Problem requirements
Revise the stretch of the Open MPI mailing list post from "in /etc/ld.so.conf system" through "more debug info?", replacing each "debugging" with "troubleshooting".

Provided passage
Open MPI logo

Open MPI User's Mailing List Archives

  |   Home   |   Support   |   FAQ   |   all Open MPI User's mailing list

Subject: Re: [OMPI users] openmpi 1.3 and gridengine tight integrationproblem
From: Rene Salmon (salmr0_at_[hidden])
Date: 2009-03-18 10:02:02


>
> aha. Did you compile Open MPI 1.3 with the SGE option?
>

Yes I did.

hpcp7781(salmr0)142:ompi_info |grep grid
                 MCA ras: gridengine (MCA v2.0, API v2.0, Component
v1.3)

>
> > setenv LD_LIBRARY_PATH /bphpc7/vol0/salmr0/ompi/lib
>
> Maybe you have to set this LD_LIBRARY_PATH in your .cshrc, so it's
> known automatically on the nodes.
>

Yes. I also have "setenv LD_LIBRARY_PATH /bphpc7/vol0/salmr0/ompi/lib"
on my .cshrc as well. I just wanted to make double sure that it was
there.

I also even tried putting "/bphpc7/vol0/salmr0/ompi/lib"
in /etc/ld.so.conf system wide just to test and see if that would help
but still same results.

> > mpirun --mca plm_base_verbose 20 --prefix /bphpc7/vol0/salmr0/ompi
> -np
> > 16 /bphpc7/vol0/salmr0/SGE/a.out
>
> Do you use --mca... only for debugging or why is it added here?
>

I only put that there for debugging. Is there a different flag I should
use to get more debug info?

Thanks
Rene

> -- Reuti
>
>
> >
> > We are using PEs. Here is what the PE looks like:
> >
> > hpcp7781(salmr0)129:qconf -sp pavtest
> > pe_name pavtest
> > slots 16
> > user_lists NONE
> > xuser_lists NONE
> > start_proc_args /bin/true
> > stop_proc_args /bin/true
> > allocation_rule 8
> > control_slaves FALSE
> > job_is_first_task FALSE
> > urgency_slots min
> >
> >
> > here is he qsub line to submit the job:
> >
> >>> qsub -pe pavtest 16 simple-job.sh
> >
> >
> > The job seems to run fine with no problems with in SGE if I contain
> > the
> > job with in one node. As soon as the job has to use more than one
> one
> > things stop working with the message I posted about LD_LIBRARY_PATH
> > and
> > orted seems not to start on the remote nodes.

Records of labeled points
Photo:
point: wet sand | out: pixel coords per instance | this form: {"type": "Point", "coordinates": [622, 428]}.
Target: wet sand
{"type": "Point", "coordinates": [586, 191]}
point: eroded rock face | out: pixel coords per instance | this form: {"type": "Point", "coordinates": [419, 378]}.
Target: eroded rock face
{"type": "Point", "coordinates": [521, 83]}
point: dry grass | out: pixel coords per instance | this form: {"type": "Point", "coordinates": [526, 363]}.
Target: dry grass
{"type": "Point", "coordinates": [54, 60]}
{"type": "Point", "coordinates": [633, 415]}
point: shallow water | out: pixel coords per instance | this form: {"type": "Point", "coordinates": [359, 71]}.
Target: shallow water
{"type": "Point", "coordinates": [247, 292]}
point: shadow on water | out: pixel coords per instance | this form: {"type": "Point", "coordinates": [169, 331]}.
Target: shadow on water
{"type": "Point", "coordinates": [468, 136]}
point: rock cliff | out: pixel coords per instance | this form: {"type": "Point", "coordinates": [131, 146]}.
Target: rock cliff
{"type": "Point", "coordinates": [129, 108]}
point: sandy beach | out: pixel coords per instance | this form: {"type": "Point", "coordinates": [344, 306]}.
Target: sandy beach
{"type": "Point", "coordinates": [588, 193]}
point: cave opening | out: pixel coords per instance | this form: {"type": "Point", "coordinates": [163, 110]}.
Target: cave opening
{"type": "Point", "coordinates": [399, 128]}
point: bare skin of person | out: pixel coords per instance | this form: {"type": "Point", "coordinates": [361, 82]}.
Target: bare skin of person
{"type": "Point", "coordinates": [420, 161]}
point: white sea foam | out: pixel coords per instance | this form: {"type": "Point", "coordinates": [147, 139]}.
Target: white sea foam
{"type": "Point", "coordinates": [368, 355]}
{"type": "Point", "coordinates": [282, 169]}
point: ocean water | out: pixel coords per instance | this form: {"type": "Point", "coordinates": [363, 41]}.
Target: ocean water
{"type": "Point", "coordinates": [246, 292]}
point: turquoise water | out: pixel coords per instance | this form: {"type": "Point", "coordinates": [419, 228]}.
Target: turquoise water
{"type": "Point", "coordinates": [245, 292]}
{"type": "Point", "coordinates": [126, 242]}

The response
in /etc/ld.so.conf system wide just to test and see if that would help
but still same results.

> > mpirun --mca plm_base_verbose 20 --prefix /bphpc7/vol0/salmr0/ompi
> -np
> > 16 /bphpc7/vol0/salmr0/SGE/a.out
>
> Do you use --mca... only for troubleshooting or why is it added here?
>

I only put that there for troubleshooting. Is there a different flag I should
use to get more debug info?